Mentre Trump cerca di inghiottire la Groenlandia, calpestare l'Europa e avviare una pulizia etnica a Gaza, è sempre ammirevole l'impegno della stampa mainstream per ricordarci quale sia, nonostante tutto, il vero nemico. Con l'Incursione di oggi esploriamo i meandri della sinofobia occidentale attraverso un caso concreto: una storia di orientalismo, militarismo e candeline di compleanno esplosive, alla scoperta dell'immagine della Cina di cui l'Occidente è da sempre innamorato.
di Michele Rossi
La "sindrome cinese" era la paura che un reattore nucleare fuso potesse scavare un solco che attraversasse il pianeta come i bruchi nelle mele, creando un tunnel diretto con la Cina Comunista. L'espressione, per quanto colorita, ha sempre contenuto qualcosa di assurdo, come l'aggettivo "cinese" applicato a una sindrome da panico squisitamente occidentale. E se la paura del bruco planetario è svanita insieme alla Cortina di Ferro, la sindrome cinese può essere ancora utile per definire le psicosi di certa stampa nostrana.
Recentemente, ad esempio, si è diffusa una notizia allarmante: Pechino si sta preparando a una guerra atomica. Non bastano le minacce e i dazi di Trump, il pantano ucraino, Israele che non rispetta manco un giorno di tregua sul suolo palestinese. A fare impazzire la maionese di un sistema-mondo sempre più in fermento ci si mette anche la Repubblica Popolare Cinese, per giunta comunista!
La notizia era già apparsa qualche mese fa sul Giornale, ma pochi giorni orsono sembra aver bucato persino la newsletter del Corriere della Sera.

**CONSEGNA SCRITTA 1**
Estrai dai record le righe che partono dall'inizio dei record e arrivano alla riga che contiene "rough mask: <svg", includendo entrambi gli estremi, e riportale senza alcuna modifica.
Il testo di studio e i record non hanno alcun legame tra loro.

**Record archiviati**
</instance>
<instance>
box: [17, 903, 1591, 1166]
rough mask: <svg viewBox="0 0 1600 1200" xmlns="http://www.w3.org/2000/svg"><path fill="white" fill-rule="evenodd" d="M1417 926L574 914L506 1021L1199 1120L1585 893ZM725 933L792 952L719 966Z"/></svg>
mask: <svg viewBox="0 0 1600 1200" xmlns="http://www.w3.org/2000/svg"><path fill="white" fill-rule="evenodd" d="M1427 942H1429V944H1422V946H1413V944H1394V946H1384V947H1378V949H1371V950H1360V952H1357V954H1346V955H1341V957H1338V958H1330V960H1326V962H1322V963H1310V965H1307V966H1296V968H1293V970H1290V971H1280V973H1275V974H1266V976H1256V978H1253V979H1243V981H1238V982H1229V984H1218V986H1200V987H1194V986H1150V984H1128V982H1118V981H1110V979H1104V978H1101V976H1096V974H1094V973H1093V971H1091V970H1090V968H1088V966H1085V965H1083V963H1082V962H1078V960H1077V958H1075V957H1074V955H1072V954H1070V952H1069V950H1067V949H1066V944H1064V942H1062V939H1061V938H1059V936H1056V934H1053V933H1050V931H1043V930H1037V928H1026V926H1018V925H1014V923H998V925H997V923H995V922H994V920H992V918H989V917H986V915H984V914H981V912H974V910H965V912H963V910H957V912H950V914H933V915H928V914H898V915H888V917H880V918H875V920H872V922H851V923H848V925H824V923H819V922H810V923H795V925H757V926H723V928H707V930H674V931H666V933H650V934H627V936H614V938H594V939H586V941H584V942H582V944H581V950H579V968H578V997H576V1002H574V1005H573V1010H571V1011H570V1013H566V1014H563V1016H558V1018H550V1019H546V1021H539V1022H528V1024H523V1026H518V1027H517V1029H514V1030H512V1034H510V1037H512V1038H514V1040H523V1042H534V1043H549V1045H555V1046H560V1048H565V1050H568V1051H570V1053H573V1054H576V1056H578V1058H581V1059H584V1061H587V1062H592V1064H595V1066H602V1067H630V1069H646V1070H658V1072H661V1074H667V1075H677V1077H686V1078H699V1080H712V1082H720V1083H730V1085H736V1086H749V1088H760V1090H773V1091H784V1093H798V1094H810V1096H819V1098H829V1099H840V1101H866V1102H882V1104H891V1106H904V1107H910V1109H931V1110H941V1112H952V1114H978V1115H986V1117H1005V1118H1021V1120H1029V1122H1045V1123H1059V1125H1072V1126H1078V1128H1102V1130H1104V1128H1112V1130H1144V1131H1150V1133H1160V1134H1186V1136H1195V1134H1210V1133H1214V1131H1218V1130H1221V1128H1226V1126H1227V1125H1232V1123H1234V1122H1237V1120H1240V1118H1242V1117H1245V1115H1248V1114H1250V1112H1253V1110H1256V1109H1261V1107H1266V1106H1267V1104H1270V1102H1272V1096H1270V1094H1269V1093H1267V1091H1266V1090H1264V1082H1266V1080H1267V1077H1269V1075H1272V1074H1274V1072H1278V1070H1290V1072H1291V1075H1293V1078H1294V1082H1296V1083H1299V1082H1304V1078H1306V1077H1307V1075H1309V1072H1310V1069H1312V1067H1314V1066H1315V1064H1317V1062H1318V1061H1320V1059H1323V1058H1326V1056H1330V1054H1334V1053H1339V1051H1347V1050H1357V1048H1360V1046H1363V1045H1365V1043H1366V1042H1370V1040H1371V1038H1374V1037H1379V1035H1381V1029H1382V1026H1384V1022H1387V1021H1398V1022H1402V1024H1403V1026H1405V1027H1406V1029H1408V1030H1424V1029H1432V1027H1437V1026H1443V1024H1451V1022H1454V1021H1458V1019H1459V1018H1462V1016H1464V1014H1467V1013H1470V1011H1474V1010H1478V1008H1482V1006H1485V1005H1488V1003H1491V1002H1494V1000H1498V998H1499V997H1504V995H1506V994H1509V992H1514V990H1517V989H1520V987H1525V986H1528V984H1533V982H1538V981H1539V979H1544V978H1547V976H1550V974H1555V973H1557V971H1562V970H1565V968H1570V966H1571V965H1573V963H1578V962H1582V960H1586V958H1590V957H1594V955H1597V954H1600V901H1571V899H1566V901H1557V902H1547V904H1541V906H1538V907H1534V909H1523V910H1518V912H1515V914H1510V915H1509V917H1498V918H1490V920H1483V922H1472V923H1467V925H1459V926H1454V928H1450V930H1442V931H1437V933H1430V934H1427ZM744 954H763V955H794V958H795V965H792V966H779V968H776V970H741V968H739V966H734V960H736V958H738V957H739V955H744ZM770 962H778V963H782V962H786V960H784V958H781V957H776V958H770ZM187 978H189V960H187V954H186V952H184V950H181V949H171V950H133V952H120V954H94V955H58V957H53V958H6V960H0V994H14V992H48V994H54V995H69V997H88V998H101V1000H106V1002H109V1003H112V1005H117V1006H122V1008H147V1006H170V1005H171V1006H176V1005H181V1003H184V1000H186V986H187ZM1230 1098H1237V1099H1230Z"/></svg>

**CONSEGNA SCRITTA 2**
Copia fedelmente il passo del testo di studio che parte da "Recentemente, ad esempio, si" e arriva a "Corriere della Sera.", includendo entrambi gli estremi.

**RISULTATO ESERCIZIO 1**
</instance>
<instance>
box: [17, 903, 1591, 1166]
rough mask: <svg viewBox="0 0 1600 1200" xmlns="http://www.w3.org/2000/svg"><path fill="white" fill-rule="evenodd" d="M1417 926L574 914L506 1021L1199 1120L1585 893ZM725 933L792 952L719 966Z"/></svg>

**RISULTATO ESERCIZIO 2**
Recentemente, ad esempio, si è diffusa una notizia allarmante: Pechino si sta preparando a una guerra atomica. Non bastano le minacce e i dazi di Trump, il pantano ucraino, Israele che non rispetta manco un giorno di tregua sul suolo palestinese. A fare impazzire la maionese di un sistema-mondo sempre più in fermento ci si mette anche la Repubblica Popolare Cinese, per giunta comunista!
La notizia era già apparsa qualche mese fa sul Giornale, ma pochi giorni orsono sembra aver bucato persino la newsletter del Corriere della Sera.